* Given exercise *
All of the data needs to be repeated exactly.

* Data listing *
┄┄┄┄┄┄┄┄┄┄┄┄┄┄┄┄┄┄┄┄

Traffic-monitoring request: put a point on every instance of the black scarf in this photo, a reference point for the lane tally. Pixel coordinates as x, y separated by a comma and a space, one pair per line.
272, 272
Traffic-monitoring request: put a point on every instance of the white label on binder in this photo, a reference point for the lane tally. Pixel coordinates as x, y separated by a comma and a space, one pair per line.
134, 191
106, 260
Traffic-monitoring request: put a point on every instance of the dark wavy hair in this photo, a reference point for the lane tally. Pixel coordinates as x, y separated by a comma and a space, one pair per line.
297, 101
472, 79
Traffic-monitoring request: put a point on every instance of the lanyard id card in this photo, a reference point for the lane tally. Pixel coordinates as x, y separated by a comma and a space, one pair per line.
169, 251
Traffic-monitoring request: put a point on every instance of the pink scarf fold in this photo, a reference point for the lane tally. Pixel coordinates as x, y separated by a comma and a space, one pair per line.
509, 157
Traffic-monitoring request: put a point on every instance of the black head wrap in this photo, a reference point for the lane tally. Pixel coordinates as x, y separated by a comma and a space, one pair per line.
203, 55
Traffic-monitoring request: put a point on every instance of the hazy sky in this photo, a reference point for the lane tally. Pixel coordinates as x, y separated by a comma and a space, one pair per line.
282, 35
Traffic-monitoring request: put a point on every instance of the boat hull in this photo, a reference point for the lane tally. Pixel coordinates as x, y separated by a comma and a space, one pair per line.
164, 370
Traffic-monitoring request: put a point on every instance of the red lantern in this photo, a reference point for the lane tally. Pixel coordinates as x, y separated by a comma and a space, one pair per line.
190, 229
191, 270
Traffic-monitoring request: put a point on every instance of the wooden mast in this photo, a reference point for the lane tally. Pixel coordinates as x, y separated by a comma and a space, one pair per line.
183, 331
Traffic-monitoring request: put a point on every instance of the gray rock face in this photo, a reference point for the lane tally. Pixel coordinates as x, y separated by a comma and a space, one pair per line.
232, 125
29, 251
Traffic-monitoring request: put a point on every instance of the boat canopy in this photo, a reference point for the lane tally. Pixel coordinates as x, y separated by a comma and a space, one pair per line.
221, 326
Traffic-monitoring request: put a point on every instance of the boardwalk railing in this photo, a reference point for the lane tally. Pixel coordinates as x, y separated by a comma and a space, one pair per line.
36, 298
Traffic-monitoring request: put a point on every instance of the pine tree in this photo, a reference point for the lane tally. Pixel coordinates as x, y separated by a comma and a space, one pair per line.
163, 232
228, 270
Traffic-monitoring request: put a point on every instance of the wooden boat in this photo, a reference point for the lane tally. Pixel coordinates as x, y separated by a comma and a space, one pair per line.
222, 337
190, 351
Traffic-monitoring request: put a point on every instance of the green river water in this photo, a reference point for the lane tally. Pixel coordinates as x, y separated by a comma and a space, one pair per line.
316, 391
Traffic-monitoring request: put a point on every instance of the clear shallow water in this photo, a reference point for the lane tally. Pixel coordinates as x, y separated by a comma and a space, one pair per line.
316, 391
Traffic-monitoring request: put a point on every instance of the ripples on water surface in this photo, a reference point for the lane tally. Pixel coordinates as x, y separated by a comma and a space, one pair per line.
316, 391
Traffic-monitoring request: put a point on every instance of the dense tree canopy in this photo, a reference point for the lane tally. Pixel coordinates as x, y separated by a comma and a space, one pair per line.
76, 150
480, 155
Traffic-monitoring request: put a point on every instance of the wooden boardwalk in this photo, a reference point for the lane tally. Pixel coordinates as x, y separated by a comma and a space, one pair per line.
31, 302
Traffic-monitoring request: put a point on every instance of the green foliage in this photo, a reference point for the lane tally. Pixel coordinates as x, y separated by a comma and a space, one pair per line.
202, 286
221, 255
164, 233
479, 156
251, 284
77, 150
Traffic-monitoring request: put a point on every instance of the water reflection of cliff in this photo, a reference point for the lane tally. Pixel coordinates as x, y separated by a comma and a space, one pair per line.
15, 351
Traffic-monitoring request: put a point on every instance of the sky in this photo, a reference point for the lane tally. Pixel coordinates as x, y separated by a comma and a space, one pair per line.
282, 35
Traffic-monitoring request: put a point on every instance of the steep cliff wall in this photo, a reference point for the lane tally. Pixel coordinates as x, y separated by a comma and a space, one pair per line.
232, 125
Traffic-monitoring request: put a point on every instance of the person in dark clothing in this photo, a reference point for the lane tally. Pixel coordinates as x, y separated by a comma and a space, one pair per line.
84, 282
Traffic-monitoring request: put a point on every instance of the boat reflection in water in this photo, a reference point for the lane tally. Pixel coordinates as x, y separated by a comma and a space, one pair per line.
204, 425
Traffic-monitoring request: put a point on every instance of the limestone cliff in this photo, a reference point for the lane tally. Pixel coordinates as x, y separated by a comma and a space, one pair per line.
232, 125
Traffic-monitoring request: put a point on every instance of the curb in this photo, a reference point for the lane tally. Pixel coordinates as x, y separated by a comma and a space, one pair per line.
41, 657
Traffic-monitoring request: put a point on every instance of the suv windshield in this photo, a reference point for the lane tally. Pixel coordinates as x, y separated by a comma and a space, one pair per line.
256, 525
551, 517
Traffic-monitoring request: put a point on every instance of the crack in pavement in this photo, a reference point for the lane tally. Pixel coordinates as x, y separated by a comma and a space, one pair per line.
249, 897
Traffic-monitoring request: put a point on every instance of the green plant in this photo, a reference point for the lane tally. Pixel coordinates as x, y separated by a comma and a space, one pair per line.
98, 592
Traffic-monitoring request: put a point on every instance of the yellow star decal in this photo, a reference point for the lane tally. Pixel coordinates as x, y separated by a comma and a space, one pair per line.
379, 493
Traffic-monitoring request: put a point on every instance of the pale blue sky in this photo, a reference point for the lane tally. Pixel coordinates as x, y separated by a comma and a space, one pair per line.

┄┄┄┄┄┄┄┄┄┄┄┄┄┄┄┄┄┄┄┄

* Solution to this problem *
Traffic-monitoring request: put a point on every instance of the black scarf in this photo, a reference point for the lane tally. Pixel coordinates as x, y separated by a comma and a space, one pair per line.
272, 272
Traffic-monitoring request: put a point on every instance of the white label on binder in this photo, a reference point for the lane tally. Pixel coordinates as x, y separated by a comma and a space, one pair per line.
134, 191
106, 260
Traffic-monitoring request: put a point on every instance of the dark wavy hair in this photo, a reference point for the lane tally. Pixel coordinates as x, y separated by a comma and a space, one pair per line.
297, 101
472, 79
Traffic-monitoring request: put a point on every instance of the lanyard id card in this photo, a reference point for the lane tally. Pixel coordinates as x, y separated by a comma and a space, one pair per line.
169, 251
Traffic-monitoring request: put a point on every instance of the pink scarf fold in this photo, a reference point for the lane tally. Pixel coordinates as x, y separated by a comma and a space, one pair per line.
509, 157
Traffic-monitoring request: put a point on every instance of the black head wrap in this photo, a reference point for the lane tally. Pixel coordinates as x, y separated by a comma and a space, one pair per line.
203, 55
Traffic-monitoring request: put a point on every instance of the hazy sky in this photo, a reference point for the lane tally. Pixel coordinates as x, y separated by a comma and a space, one pair per line.
282, 35
Traffic-monitoring request: put a point on every instance of the boat hull in this photo, a reference point for the lane tally. Pixel coordinates as x, y separated by a comma and a space, one pair per line.
164, 370
Traffic-monitoring request: put a point on every instance of the red lantern in this photo, a reference point for the lane tally. Pixel coordinates as x, y separated by a comma and a space, one pair per line.
190, 229
191, 270
Traffic-monitoring request: put a point on every instance of the wooden mast in this photo, a reference point for the lane tally. Pixel coordinates as x, y separated by a comma and a space, one pair per line.
183, 331
Traffic-monitoring request: put a point on every instance of the gray rock face in this photo, a reference point for the lane tally. Pixel coordinates as x, y separated by a comma and a space, one pair per line.
232, 125
29, 251
Traffic-monitoring request: put a point on every instance of the boat canopy in this photo, a reference point for the lane tally. Pixel coordinates as x, y separated by a comma and a space, one pair per line.
221, 326
Traffic-monitoring request: put a point on every instance of the boardwalk railing in this photo, a reference point for the lane tally. Pixel coordinates as x, y separated by a comma and a space, one pair per line.
36, 298
Traffic-monitoring request: put a point on every instance of the pine tree in this photo, a reference point for the lane tally. Pixel coordinates as x, y separated by a comma and a space, one pair per line.
163, 232
228, 270
Traffic-monitoring request: put a point on every instance of the wooden boat in this photo, a reference point for the lane tally. Pixel coordinates as x, y separated by a comma and a space, one pair per line.
222, 337
190, 351
Traffic-monitoring request: put a point on every instance of the green river water in this photo, a reference point for the lane tally. Pixel coordinates as x, y separated by a comma and a space, one pair per line.
316, 391
Traffic-monitoring request: put a point on every instance of the clear shallow water in this photo, a reference point for the lane tally. Pixel coordinates as x, y separated by a comma and a space, one pair per line.
316, 391
Traffic-monitoring request: put a point on every instance of the ripples on water surface in this photo, a reference point for the lane tally. Pixel coordinates as x, y separated by a comma and a space, one pair per line.
316, 391
Traffic-monitoring request: put a point on every instance of the dense tree canopy in this photo, a reference point for the lane tally. Pixel coordinates as x, y separated by a comma and a space, one pair per line.
76, 150
480, 155
Traffic-monitoring request: put a point on every instance of the wooden boardwalk in this photo, a reference point for the lane tally. Pixel coordinates as x, y separated by a comma and a space, one pair per line.
31, 302
Traffic-monitoring request: put a point on every instance of the green foliage in this photo, a reference point for the lane tally. Pixel coordinates as x, y separated by a comma and a space, one pair per line.
202, 286
221, 255
164, 233
479, 156
251, 284
77, 150
Traffic-monitoring request: put a point on every instance of the water reflection of cliff in this photo, a reference point for the lane tally. Pixel coordinates as x, y separated by a comma and a space, one pair per line.
15, 351
Traffic-monitoring request: put a point on every instance of the sky in this photo, a reference point for the lane tally. Pixel coordinates as x, y separated by a comma and a space, one pair per line.
282, 35
Traffic-monitoring request: put a point on every instance of the steep cliff wall in this photo, a reference point for the lane tally. Pixel coordinates as x, y separated by a comma and a space, one pair per line.
232, 125
Traffic-monitoring request: put a point on every instance of the person in dark clothing in this photo, a reference point for the lane tally. Pixel coordinates as x, y separated by a comma and a space, one pair per line.
84, 282
Traffic-monitoring request: put a point on every instance of the boat reflection in water in this photo, a reference point for the lane tally. Pixel coordinates as x, y separated by a comma and a space, one pair per line.
204, 425
Traffic-monitoring request: put a point on every instance of the limestone cliff in this photo, a reference point for the lane tally. Pixel coordinates as x, y separated by a comma and a space, one pair per line.
232, 125
Traffic-monitoring request: put a point on every instance of the curb in this photo, a reference point for the lane tally. Pixel coordinates as x, y separated by a comma and a space, one pair per line.
41, 657
Traffic-monitoring request: put a point on every instance of the suv windshield in this photo, a reference point for the lane tally. Pixel coordinates as x, y separated by a comma and a space, one pair per line.
256, 525
551, 517
Traffic-monitoring request: put a point on every instance of the crack in pavement in this photo, a reference point for the lane tally. Pixel coordinates as x, y separated by a comma and a space, one pair per line.
249, 897
Traffic-monitoring request: put a point on every instance of the green plant in this photo, a reference point for the lane tally. Pixel coordinates as x, y separated by a comma and a space, one pair per line.
98, 592
Traffic-monitoring request: put a point on every instance of the yellow star decal in this photo, a reference point for the lane tally. Pixel coordinates as x, y separated by a comma and a space, one pair per line.
379, 493
Traffic-monitoring request: put a point on every instance of the pale blue sky in this photo, a reference point for the lane tally. Pixel coordinates as x, y separated by a comma and a space, one pair per line.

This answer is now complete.